* _Prompt_:
Please reproduce every line of the listing below without any change, omitting the pictures from your reply.

BEGIN Data for this exercise

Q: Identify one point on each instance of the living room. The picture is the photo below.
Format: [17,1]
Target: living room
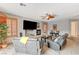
[50,29]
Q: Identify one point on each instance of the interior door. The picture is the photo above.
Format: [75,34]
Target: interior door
[74,28]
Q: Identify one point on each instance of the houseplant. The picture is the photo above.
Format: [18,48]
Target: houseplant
[3,34]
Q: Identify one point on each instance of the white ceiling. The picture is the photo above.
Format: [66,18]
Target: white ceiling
[36,10]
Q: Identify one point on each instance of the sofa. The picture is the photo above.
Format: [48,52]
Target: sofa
[31,47]
[58,43]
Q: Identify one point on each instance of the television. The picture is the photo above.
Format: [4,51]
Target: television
[29,25]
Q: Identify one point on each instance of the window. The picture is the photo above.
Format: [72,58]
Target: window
[12,24]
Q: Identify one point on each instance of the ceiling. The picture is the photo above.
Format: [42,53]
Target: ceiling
[36,10]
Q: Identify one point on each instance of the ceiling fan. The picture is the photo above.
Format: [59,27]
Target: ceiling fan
[48,16]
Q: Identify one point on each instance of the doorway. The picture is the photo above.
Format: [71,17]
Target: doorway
[74,28]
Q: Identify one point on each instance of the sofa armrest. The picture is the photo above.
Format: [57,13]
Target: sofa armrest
[54,45]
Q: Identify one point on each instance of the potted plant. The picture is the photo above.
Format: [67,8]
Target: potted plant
[3,34]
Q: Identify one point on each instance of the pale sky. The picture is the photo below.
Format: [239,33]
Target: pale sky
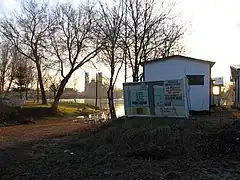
[213,33]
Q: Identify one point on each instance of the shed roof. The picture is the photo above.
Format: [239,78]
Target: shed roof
[234,71]
[179,56]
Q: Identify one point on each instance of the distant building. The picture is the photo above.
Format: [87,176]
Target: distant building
[96,88]
[235,78]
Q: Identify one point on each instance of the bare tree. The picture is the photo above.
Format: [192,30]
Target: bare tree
[4,64]
[72,42]
[27,31]
[146,31]
[23,75]
[111,53]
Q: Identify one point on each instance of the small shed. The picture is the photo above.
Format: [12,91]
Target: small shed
[197,71]
[235,79]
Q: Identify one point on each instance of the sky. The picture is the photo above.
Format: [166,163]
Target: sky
[213,33]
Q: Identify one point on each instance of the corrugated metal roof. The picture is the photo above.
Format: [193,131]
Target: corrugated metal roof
[236,66]
[186,57]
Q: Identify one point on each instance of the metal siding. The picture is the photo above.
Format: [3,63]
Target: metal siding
[178,68]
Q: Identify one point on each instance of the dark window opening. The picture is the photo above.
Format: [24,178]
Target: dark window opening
[195,79]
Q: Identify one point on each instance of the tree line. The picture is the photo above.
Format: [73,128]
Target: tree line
[62,38]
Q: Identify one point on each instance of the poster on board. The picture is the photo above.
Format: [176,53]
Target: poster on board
[160,98]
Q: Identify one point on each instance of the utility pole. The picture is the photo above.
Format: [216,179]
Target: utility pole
[96,100]
[125,50]
[37,92]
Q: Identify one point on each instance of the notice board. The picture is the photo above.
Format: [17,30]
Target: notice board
[157,98]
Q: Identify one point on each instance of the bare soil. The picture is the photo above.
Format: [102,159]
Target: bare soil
[206,147]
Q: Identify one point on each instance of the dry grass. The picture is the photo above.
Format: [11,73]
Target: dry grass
[135,148]
[43,129]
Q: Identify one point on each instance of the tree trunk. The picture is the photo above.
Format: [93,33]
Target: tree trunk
[59,93]
[37,92]
[40,80]
[10,84]
[26,93]
[111,103]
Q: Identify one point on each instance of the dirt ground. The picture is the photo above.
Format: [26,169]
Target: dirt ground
[205,147]
[17,134]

END Data for this exercise

* _Exercise response_:
Q: Identify one point on each instance of the living room. The picture is the photo below.
Format: [17,1]
Target: living room
[50,29]
Q: Identify one point on each instance of the interior door. The picture is the photo above.
Format: [75,34]
Target: interior door
[74,28]
Q: Identify one point on each instance of the houseplant. The picture is the photo above.
Format: [18,48]
Target: houseplant
[3,34]
Q: Identify one point on each instance of the white ceiling. The picture is the photo above.
Format: [66,18]
Target: white ceiling
[36,10]
Q: Identify one point on each instance of the sofa. The picture is the photo above.
Format: [48,52]
Target: sofa
[31,47]
[58,43]
Q: Identify one point on each instance of the television. The picture is the photo above.
Format: [4,51]
Target: television
[29,25]
Q: Identify one point on each instance of the window. The picture is the photo above.
Format: [72,58]
Target: window
[12,24]
Q: Identify one point on each instance of the ceiling. The picture is the photo above.
Format: [42,53]
Target: ceiling
[36,10]
Q: Identify one point on each instance of the ceiling fan. The picture is the photo above.
Format: [59,27]
Target: ceiling fan
[48,16]
Q: Identify one point on each instance of the doorway. The picture is the photo above.
Format: [71,17]
Target: doorway
[74,28]
Q: Identify one point on each instance of the sofa armrest. The picture is the photo above.
Format: [57,13]
Target: sofa armrest
[54,45]
Q: Identify one point on each instance of the potted plant. The picture is the photo above.
Format: [67,8]
Target: potted plant
[3,34]
Q: Identify one point on each instance of the pale sky. The picture is the photo below.
Format: [239,33]
Target: pale sky
[213,33]
Q: Identify one point on each instance of the shed roof. The picture is the photo above.
Format: [239,78]
Target: shed roof
[234,71]
[179,56]
Q: Identify one point on each instance of the distant building. The picture is the photo above.
Format: [87,176]
Target: distant building
[96,88]
[235,78]
Q: Identify one point on each instance of the bare tree. The picture is the photo above.
Format: [192,30]
Target: bare tree
[4,64]
[72,42]
[27,31]
[146,31]
[23,75]
[111,53]
Q: Identify one point on each instance of the small shed. The picture is the photo above.
Format: [12,91]
Target: small shed
[197,71]
[235,79]
Q: Identify one point on each instance of the sky. The picture is the photo above.
Format: [166,163]
Target: sky
[213,33]
Q: Identify one point on each instance of the corrugated metal roof. The picture is the photo above.
Format: [193,131]
Target: corrugated metal roof
[236,66]
[186,57]
Q: Identify one point on each instance of the metal siding. The picture is the photo above.
Format: [3,63]
Target: metal siding
[178,68]
Q: Identify one point on each instance of the dark window opening. The picture is the photo above.
Format: [24,178]
Target: dark window opening
[195,79]
Q: Identify one point on each instance of the tree line. The picture is the photo above.
Format: [73,128]
Target: tree line
[62,38]
Q: Identify one point on each instance of the poster on board. The picture is the photo above.
Format: [176,53]
Target: poster on board
[160,98]
Q: Identify one point on each instance of the utility pole. The picture is the photo above.
Format: [216,179]
Target: utility pole
[96,100]
[125,50]
[37,92]
Q: Identify one point on each instance of the notice board. The picture is the photo above.
Format: [17,30]
Target: notice board
[157,98]
Q: Identify one point on each instance of the bare soil. The picture is the photo above.
Format: [102,159]
Target: bare soil
[206,147]
Q: Identify one point on each instance of the dry grass. The picture is the photo above.
Format: [11,73]
Target: dry grass
[135,148]
[43,129]
Q: Identify one point on each instance of the tree trunk. The picture is the photo above.
Format: [93,33]
Target: tree trunk
[59,93]
[37,92]
[40,80]
[10,84]
[26,93]
[111,103]
Q: Identify one point on each instance of the dirt ground. The picture is the photo above.
Format: [26,169]
Target: dirt ground
[205,147]
[17,134]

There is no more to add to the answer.